Start SUPPLIED DATA

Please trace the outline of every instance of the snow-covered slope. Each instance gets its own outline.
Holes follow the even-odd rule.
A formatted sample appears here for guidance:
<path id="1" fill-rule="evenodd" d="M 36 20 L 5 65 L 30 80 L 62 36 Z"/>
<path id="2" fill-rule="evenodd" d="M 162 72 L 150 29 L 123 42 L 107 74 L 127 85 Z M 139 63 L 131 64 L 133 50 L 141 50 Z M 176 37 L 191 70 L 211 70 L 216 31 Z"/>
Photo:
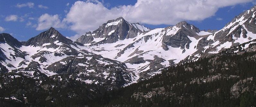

End SUPPLIED DATA

→ **TASK INSTRUCTIONS**:
Quote every item above word for word, leaving out the pictures.

→ **REPLY TO THE EXERCISE**:
Please trace the outline of every instance of the snow-covered slope. Each instance gets its own outline.
Holes follow the even-odd rule.
A formatted sample appears here for guidance:
<path id="1" fill-rule="evenodd" d="M 36 20 L 5 65 L 30 80 L 62 36 Z"/>
<path id="2" fill-rule="evenodd" d="M 162 72 L 150 29 L 123 42 L 107 74 L 127 85 Z M 139 63 L 131 64 L 133 50 L 141 50 Z M 176 37 L 191 70 L 211 70 L 216 31 Z"/>
Photo:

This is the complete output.